"""

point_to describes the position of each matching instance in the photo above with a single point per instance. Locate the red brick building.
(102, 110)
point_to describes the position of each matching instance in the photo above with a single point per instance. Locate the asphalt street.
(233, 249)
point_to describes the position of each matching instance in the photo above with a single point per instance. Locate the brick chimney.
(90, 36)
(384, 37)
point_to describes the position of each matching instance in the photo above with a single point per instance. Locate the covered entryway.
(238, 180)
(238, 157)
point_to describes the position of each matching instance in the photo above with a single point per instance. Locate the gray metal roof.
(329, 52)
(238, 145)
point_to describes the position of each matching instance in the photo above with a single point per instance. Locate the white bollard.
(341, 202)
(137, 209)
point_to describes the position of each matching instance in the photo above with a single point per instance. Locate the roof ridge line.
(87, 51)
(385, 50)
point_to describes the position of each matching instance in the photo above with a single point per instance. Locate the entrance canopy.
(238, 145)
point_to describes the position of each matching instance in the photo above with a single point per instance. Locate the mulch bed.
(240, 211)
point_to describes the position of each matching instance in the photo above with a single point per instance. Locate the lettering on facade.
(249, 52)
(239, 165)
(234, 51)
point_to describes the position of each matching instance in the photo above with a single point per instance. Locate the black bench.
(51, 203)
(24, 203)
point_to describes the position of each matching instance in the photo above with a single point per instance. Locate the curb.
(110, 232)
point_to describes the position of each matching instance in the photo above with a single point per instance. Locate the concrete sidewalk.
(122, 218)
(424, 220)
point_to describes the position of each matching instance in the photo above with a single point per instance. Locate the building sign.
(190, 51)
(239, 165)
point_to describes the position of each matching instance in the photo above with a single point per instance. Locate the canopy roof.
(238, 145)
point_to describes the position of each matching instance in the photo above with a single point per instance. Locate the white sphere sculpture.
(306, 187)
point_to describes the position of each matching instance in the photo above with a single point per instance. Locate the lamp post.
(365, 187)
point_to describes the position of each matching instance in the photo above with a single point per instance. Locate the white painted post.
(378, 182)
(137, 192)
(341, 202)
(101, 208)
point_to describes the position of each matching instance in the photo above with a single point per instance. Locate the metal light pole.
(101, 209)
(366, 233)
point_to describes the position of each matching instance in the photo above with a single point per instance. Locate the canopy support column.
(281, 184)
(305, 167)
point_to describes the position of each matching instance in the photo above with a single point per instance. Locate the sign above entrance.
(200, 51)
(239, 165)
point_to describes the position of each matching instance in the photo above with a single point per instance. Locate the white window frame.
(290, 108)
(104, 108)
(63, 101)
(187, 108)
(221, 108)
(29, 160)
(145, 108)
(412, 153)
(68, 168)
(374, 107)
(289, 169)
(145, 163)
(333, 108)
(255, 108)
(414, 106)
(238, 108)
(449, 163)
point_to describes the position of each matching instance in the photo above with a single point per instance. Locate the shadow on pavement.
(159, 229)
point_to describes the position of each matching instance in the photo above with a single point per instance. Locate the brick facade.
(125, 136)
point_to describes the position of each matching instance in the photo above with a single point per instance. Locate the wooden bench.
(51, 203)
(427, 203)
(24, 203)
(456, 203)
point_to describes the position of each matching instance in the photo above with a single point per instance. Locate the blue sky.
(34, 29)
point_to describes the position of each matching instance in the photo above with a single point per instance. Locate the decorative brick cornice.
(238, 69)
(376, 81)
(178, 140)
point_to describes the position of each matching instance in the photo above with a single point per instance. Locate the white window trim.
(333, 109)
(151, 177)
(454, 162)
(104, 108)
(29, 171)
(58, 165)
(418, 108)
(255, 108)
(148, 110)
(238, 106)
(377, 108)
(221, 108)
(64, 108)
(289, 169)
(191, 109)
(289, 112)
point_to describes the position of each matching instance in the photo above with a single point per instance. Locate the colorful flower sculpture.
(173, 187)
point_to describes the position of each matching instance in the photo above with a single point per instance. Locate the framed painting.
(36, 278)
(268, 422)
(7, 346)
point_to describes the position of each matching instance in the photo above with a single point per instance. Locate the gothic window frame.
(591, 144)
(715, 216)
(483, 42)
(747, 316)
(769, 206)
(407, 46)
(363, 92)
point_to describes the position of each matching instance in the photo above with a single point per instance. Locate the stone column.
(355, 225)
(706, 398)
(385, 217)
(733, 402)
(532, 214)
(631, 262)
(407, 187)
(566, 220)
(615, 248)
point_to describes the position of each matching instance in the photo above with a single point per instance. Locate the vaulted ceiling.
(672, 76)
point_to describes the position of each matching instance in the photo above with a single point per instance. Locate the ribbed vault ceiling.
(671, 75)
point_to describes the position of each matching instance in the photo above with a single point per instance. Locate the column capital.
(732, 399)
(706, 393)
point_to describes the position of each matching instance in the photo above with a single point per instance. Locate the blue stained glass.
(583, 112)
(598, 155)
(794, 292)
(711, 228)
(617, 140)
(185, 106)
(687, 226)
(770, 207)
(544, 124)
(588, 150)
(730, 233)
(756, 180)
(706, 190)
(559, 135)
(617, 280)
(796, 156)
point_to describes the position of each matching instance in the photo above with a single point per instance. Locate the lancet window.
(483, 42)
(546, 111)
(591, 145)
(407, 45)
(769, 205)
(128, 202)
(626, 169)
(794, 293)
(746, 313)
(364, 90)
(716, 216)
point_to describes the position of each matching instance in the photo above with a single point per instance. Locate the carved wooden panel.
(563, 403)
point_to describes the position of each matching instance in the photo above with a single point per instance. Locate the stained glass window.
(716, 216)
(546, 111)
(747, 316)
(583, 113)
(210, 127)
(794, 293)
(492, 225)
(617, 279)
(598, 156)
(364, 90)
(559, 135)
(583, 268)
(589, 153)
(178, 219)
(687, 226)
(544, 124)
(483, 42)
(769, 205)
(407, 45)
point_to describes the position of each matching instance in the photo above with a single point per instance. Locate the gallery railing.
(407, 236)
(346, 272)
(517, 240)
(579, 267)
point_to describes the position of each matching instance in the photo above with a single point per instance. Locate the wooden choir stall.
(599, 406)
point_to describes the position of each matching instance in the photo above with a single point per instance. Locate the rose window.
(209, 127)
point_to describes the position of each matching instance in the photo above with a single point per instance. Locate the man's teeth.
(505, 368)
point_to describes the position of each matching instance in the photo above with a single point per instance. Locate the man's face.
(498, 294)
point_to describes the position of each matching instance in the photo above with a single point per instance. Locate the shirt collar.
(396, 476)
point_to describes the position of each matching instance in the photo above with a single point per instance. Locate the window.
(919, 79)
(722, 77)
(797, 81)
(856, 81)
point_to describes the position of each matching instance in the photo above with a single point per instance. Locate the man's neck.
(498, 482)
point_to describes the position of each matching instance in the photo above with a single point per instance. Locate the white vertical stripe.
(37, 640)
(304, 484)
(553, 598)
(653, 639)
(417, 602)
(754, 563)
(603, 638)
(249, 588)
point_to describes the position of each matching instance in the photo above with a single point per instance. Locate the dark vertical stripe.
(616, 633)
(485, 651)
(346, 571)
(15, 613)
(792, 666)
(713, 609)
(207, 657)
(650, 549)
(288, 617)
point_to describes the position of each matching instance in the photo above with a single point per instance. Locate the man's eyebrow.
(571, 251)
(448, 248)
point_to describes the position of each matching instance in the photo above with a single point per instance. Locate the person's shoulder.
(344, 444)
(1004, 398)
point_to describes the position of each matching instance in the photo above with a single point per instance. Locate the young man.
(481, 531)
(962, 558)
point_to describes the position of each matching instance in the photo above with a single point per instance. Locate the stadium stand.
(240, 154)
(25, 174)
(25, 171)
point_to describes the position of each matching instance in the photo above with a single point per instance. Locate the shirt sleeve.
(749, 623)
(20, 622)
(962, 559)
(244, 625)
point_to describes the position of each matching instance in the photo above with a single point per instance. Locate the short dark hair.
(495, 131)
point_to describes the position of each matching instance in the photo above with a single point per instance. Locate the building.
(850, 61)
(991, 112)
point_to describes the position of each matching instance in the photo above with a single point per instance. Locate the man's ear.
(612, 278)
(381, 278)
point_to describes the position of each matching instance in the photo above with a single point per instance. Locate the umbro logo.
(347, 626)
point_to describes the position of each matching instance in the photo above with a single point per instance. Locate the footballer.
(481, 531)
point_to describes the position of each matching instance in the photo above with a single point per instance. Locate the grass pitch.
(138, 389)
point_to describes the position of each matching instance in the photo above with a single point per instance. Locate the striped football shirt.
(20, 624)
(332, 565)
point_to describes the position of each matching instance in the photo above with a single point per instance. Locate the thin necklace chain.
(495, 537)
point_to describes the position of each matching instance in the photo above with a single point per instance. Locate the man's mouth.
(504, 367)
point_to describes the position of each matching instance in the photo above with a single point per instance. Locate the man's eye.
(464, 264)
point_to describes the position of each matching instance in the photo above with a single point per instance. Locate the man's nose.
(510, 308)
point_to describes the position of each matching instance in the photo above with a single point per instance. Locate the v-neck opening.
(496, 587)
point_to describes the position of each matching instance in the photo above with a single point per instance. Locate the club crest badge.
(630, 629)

"""

## TASK REQUIREMENTS
Look above for the line containing "striped football shirt."; copy from it through the last line, exactly, and nothing more.

## ANSWER FOR THE TASK
point_to describes the position of each matching instance in the photo above with a single point per instance. Locate the striped football shirt.
(20, 624)
(332, 565)
point_to describes the position of each matching instance in the photo above with a single point per instance. Locate the thin necklace chain.
(495, 537)
point_to describes the position of each matching instance in the photo above with a single point per instance. Locate the man's mouth.
(504, 367)
point_to describes the position of each matching instance in the photo above with a single point per instance. Locate the man's eye.
(464, 264)
point_to describes the position of each matching instance in the photo above with a single point per instance. Locate the man's nose.
(510, 308)
point_to describes the position of each matching instance in the photo above with a single point per instance. Locate the v-neck opening.
(496, 587)
point_to describes the position of each matching instance in the photo above with a single point per instance. Locate the club crest badge.
(630, 629)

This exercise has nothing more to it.